start
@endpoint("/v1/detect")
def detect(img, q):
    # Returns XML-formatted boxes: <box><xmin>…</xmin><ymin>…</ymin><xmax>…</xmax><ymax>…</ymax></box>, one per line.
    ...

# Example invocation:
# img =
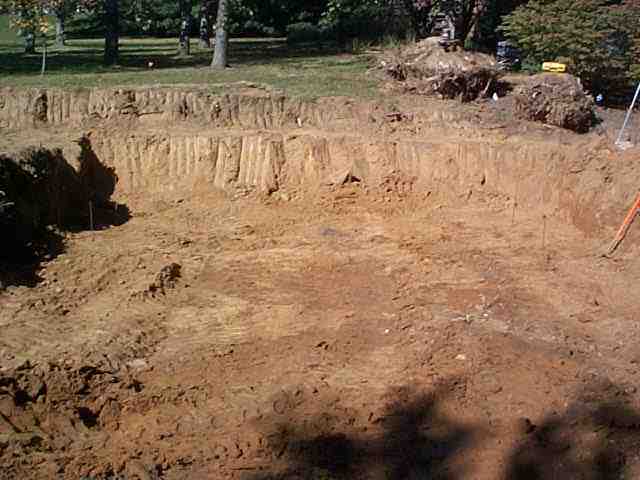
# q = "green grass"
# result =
<box><xmin>0</xmin><ymin>17</ymin><xmax>377</xmax><ymax>98</ymax></box>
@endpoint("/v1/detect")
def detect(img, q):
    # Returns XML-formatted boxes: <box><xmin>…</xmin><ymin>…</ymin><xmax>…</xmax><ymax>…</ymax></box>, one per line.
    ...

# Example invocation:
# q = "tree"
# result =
<box><xmin>178</xmin><ymin>0</ymin><xmax>191</xmax><ymax>56</ymax></box>
<box><xmin>49</xmin><ymin>0</ymin><xmax>78</xmax><ymax>47</ymax></box>
<box><xmin>104</xmin><ymin>0</ymin><xmax>120</xmax><ymax>65</ymax></box>
<box><xmin>211</xmin><ymin>0</ymin><xmax>229</xmax><ymax>68</ymax></box>
<box><xmin>501</xmin><ymin>0</ymin><xmax>640</xmax><ymax>91</ymax></box>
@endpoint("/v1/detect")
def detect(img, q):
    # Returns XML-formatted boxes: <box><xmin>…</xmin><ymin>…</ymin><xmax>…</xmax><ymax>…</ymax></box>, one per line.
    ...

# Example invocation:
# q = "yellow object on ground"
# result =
<box><xmin>542</xmin><ymin>62</ymin><xmax>567</xmax><ymax>73</ymax></box>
end
Problem description:
Copy all the data exactly as written, but skip any picture.

Solution:
@endpoint("/v1/detect")
def detect(img, q):
    # Returns XML-formatted boxes: <box><xmin>…</xmin><ymin>…</ymin><xmax>…</xmax><ymax>…</ymax></box>, one per line.
    ...

# Example invocation:
# img =
# q = "green grass"
# result =
<box><xmin>0</xmin><ymin>17</ymin><xmax>377</xmax><ymax>98</ymax></box>
@endpoint("/v1/detect")
def detect(img, q):
    # Returns XML-formatted boxes: <box><xmin>…</xmin><ymin>…</ymin><xmax>…</xmax><ymax>…</ymax></box>, one per line.
    ...

# Example invocation:
# q = "tree"
# result =
<box><xmin>178</xmin><ymin>0</ymin><xmax>191</xmax><ymax>56</ymax></box>
<box><xmin>49</xmin><ymin>0</ymin><xmax>78</xmax><ymax>47</ymax></box>
<box><xmin>104</xmin><ymin>0</ymin><xmax>120</xmax><ymax>65</ymax></box>
<box><xmin>211</xmin><ymin>0</ymin><xmax>229</xmax><ymax>68</ymax></box>
<box><xmin>501</xmin><ymin>0</ymin><xmax>640</xmax><ymax>91</ymax></box>
@endpoint("/v1/detect")
def detect(img, q):
    # Returns XML-formatted boxes: <box><xmin>…</xmin><ymin>…</ymin><xmax>…</xmax><ymax>…</ymax></box>, one per line.
    ...

# Example invocation:
# q = "yellow object on ground"
# result =
<box><xmin>542</xmin><ymin>62</ymin><xmax>567</xmax><ymax>73</ymax></box>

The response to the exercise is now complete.